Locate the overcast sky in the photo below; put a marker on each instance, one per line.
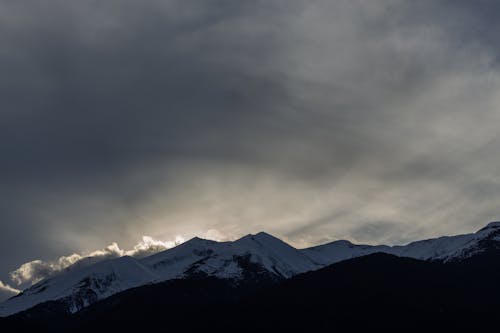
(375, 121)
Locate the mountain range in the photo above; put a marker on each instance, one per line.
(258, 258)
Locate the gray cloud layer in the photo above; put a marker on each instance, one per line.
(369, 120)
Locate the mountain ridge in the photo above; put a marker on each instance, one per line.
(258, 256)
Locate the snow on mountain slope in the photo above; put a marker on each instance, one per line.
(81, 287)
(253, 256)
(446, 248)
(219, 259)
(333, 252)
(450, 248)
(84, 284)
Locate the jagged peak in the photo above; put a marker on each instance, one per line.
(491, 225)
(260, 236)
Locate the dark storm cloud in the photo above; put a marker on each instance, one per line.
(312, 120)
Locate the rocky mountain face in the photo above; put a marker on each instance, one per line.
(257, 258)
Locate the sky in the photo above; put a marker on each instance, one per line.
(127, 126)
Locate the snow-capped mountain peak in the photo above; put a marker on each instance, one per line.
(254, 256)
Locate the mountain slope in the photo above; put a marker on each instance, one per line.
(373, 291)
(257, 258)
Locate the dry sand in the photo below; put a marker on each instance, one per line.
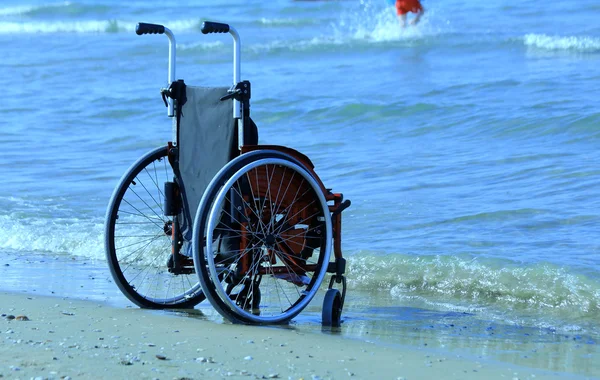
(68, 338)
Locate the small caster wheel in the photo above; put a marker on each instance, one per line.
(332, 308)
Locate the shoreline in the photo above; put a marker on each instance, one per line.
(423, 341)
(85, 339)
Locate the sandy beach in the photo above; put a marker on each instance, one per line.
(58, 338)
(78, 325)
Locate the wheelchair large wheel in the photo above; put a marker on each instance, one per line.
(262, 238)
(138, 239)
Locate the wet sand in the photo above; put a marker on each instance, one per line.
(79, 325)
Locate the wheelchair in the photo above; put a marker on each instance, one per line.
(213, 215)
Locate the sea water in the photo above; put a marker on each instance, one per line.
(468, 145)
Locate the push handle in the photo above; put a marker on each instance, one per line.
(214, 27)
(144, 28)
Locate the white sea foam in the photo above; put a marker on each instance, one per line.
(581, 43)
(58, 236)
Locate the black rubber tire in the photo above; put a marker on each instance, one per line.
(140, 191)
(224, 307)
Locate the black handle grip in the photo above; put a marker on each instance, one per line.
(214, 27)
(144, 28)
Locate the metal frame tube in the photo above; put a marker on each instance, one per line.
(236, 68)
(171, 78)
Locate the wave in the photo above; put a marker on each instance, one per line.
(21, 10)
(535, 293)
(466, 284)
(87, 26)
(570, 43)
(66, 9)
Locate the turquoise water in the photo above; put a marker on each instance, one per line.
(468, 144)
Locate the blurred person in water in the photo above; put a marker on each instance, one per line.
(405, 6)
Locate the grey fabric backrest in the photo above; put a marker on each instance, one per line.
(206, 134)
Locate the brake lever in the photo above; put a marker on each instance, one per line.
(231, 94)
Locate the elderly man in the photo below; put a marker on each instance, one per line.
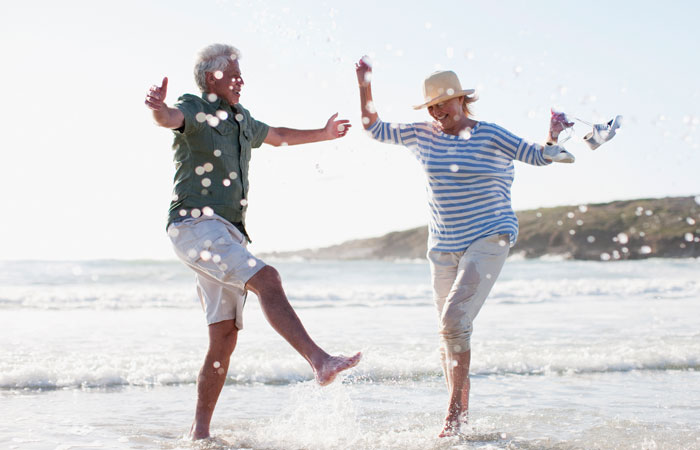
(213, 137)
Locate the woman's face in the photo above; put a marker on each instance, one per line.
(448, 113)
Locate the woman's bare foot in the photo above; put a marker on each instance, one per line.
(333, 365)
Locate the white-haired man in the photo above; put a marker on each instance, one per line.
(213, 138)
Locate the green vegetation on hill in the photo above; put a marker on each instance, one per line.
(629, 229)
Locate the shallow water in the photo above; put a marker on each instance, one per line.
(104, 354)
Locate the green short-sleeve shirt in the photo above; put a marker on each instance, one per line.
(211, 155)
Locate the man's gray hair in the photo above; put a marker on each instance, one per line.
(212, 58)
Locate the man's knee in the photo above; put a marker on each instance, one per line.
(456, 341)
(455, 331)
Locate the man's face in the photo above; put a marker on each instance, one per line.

+++++

**Your instructions:** Give back the data exactly, with no images.

**Solution to this task:**
Locate the overcast sky in the photo below; put a marker on each instance, one per line.
(375, 121)
Locate the mountain range in the photo above; put a marker on each instance, one per line.
(258, 258)
Locate the gray cloud layer in the photo above; put a marker on each instance, one per line.
(369, 120)
Locate the mountain ridge in the photo above; put a marker on each instance, one per line.
(258, 256)
Locate the snow on mountain slope in the photo above; put a marker on each instance, one per line.
(81, 287)
(253, 256)
(446, 248)
(219, 259)
(333, 252)
(450, 248)
(84, 284)
Locate the jagged peak in the photo above; put a marker on each instance, one per line.
(491, 225)
(260, 236)
Locate the dark storm cloud in the photo above; put a marker on each instance, one per line.
(312, 120)
Locate the rocky mountain face in the photo above; put a marker on each instance, one per line.
(257, 258)
Locate the sky in the photo above; put a marker on each instance, one per line.
(127, 126)
Locate the snow-capped mountain peak in the photo above; put a marker on each instance, one per line.
(254, 256)
Locate the mountain slope in the photo above; put a marker on each instance, one per line.
(373, 291)
(257, 258)
Locate the dry sand in the photo below; put a marker on each instance, one per line.
(68, 338)
Locate the small caster wheel in the photo above; put a marker on each instance, one per line.
(332, 308)
Locate the shoreline in the photo above; put a marker on each instance, one per line.
(423, 341)
(85, 339)
Locate the sandy beach in the photo above; put a marker on each instance, one per line.
(58, 338)
(78, 325)
Locate the wheelchair large wheel in the photo above; put a marker on each instance, one per line.
(262, 238)
(138, 239)
Locate the wet sand in the photo above; put a marker on each instance, one per line.
(79, 325)
Locate the wheelchair in the photo above; put a marker on each instance, one per line.
(213, 215)
Locate the sea water in the photo above; put a marker on each instance, one per line.
(468, 145)
Locate the push handle in the photo above; put a marker on each instance, one per line.
(214, 27)
(144, 28)
Locate the white sea foam in the photo above; put a marker on each instance, one per line.
(581, 43)
(58, 236)
Locate the black rubber tire in the photo above; put a marker on each instance, one per line.
(140, 191)
(224, 307)
Locate the black handle grip in the photo above; put a marker on each instance, one per line.
(214, 27)
(144, 28)
Locate the metal frame tube in the photo above; put a marker on each instance, one per line.
(236, 68)
(171, 78)
Locate the wave in the photo above; put a marker on each instance, one per line.
(21, 10)
(535, 293)
(466, 284)
(87, 26)
(570, 43)
(66, 9)
Locate the turquoise water in the photo above; put a marker on each instance, one per line.
(468, 144)
Locate the blurred person in water in the photo above; put a marker on each instance, one per line.
(405, 6)
Locate the grey fabric backrest in the photo above; put a marker on each instance, one per line.
(206, 134)
Locate the brake lever in the photo above; put a marker on each instance, one per line.
(231, 94)
Locate the elderly man in the photo below; put a marker on each instance, one per line.
(213, 137)
Locate the woman's face in the photo above; put a marker on each instance, one per line.
(448, 113)
Locate the woman's bare foot in the photo above; put a marker on each instance, one per line.
(333, 365)
Locate the white-haired man in the photo above; put a marker on each instance, one per line.
(213, 138)
Locate the green vegetation on hill in the photo above; put a marker on each instance, one per line.
(629, 229)
Locate the shallow water in the photo above; put a marker on each instance, one per line.
(104, 354)
Locate the green short-sleeve shirt in the photo above; put a marker on each instance, one per line.
(211, 155)
Locate the man's gray hair in the photo above; put a marker on each instance, one per line.
(212, 58)
Locate the man's knee in the photo above; put a marker on each instance, one per line.
(456, 341)
(455, 331)
Locate the man's face in the photo above; put a marker on each instance, one per line.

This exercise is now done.